- **AIM OF THE EXERCISE**:
Copy the lines between the one holding "(format x=278, y=565)" and the one holding "x=438, y=366", inclusive, renaming "knuckle" to "finger joint" and leaving everything else unchanged.
--- START MATERIAL FOR THIS TASK ---
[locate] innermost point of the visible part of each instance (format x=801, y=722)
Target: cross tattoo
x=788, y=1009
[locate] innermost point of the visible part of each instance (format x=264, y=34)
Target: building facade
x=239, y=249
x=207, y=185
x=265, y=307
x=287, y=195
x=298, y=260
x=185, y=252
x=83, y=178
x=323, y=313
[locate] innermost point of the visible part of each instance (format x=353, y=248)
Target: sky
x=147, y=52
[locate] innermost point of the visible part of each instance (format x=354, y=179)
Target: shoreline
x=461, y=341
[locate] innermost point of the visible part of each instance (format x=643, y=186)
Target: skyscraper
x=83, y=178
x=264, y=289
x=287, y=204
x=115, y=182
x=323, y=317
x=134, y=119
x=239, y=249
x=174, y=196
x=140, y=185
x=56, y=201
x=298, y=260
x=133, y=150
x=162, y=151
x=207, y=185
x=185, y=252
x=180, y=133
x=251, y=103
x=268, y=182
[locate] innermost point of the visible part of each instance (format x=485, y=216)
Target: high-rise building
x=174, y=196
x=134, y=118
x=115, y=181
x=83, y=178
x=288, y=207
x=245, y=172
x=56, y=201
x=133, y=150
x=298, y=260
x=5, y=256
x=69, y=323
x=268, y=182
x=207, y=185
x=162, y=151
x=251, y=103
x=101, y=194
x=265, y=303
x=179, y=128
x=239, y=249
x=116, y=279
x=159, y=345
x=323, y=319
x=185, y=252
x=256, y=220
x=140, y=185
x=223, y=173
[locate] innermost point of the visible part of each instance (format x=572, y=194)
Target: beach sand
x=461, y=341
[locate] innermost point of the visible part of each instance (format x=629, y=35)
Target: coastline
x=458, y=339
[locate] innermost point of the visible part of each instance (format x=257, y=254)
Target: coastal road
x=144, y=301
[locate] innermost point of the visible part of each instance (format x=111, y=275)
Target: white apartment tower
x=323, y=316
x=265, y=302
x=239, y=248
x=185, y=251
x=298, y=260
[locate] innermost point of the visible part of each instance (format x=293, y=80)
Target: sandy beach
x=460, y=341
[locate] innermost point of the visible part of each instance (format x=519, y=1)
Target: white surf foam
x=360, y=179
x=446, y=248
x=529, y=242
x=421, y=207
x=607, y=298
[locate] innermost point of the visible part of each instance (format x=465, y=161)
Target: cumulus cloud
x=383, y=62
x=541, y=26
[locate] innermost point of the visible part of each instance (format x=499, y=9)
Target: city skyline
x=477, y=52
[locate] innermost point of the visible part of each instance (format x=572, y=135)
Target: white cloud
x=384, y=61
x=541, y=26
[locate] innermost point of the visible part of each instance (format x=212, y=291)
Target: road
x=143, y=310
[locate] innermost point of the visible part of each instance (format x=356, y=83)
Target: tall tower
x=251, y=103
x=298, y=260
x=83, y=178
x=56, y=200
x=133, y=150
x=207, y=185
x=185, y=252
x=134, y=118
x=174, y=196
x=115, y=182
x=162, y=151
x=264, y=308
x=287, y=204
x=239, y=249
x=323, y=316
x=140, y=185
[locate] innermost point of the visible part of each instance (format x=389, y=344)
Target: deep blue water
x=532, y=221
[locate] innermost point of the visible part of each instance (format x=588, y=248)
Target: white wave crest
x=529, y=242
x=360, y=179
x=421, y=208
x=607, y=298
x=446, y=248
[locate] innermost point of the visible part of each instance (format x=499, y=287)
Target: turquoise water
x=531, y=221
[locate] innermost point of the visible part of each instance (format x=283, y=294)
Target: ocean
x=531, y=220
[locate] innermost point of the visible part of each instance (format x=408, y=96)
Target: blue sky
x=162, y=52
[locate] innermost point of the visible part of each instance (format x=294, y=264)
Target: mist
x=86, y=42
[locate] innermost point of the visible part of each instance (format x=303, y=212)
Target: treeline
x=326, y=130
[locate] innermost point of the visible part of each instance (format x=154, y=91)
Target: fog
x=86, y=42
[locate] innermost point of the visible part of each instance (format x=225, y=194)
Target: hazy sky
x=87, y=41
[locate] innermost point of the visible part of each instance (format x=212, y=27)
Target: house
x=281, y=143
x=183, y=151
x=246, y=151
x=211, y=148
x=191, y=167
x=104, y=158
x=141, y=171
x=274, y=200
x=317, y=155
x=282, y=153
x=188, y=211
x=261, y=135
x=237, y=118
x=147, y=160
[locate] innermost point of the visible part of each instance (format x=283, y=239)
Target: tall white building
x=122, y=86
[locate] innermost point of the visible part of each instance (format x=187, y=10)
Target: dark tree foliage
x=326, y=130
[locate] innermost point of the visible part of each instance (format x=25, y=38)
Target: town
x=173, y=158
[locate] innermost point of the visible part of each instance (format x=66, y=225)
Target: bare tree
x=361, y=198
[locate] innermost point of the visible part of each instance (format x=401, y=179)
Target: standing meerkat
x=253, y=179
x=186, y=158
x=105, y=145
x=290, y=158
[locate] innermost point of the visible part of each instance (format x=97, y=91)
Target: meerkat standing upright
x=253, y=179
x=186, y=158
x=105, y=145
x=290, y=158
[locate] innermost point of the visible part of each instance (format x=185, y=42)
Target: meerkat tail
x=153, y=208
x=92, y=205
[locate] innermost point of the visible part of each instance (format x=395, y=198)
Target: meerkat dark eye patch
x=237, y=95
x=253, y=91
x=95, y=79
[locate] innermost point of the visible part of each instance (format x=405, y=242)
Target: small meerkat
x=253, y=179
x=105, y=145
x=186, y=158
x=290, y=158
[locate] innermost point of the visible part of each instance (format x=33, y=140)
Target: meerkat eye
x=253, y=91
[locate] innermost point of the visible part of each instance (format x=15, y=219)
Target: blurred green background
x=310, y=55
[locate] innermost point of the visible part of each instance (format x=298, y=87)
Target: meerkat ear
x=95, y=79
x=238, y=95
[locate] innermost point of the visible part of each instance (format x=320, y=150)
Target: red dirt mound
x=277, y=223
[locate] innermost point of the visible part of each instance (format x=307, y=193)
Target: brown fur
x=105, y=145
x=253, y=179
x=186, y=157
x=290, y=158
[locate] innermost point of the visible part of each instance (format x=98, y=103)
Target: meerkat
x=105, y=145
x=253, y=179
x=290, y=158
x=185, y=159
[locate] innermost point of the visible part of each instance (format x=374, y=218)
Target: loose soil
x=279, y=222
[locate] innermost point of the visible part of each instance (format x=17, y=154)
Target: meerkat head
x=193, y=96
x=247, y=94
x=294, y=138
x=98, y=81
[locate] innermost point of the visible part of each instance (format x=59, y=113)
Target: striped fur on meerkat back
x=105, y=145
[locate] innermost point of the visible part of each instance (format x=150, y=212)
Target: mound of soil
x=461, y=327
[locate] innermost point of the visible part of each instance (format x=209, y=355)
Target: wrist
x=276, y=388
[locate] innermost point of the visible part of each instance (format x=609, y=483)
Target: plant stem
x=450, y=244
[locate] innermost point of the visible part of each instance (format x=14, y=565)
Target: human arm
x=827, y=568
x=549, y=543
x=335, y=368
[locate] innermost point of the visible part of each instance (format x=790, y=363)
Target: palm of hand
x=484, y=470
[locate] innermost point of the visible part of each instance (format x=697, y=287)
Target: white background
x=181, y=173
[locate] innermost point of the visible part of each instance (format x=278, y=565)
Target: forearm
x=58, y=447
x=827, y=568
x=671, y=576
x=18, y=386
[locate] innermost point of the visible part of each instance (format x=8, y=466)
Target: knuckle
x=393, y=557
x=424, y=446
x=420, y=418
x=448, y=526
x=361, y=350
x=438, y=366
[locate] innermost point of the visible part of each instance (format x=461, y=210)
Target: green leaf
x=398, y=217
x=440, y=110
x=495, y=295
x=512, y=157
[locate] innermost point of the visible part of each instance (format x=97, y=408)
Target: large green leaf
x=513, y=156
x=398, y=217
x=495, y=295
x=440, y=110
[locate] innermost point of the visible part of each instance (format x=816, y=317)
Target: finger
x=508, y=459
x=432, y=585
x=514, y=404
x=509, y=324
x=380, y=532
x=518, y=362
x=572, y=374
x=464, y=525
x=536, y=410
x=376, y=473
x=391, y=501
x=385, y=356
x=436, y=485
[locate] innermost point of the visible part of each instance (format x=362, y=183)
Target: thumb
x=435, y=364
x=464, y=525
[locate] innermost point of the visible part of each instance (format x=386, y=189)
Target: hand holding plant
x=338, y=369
--- END MATERIAL FOR THIS TASK ---
- **ANSWER TO THE PROBLEM**:
[locate] innermost point of the visible part of each instance (format x=278, y=565)
Target: forearm
x=58, y=447
x=827, y=568
x=671, y=576
x=18, y=386
[locate] innermost point of the visible part of each instance (format x=8, y=466)
Target: finger joint
x=393, y=557
x=424, y=446
x=420, y=418
x=448, y=526
x=361, y=350
x=438, y=366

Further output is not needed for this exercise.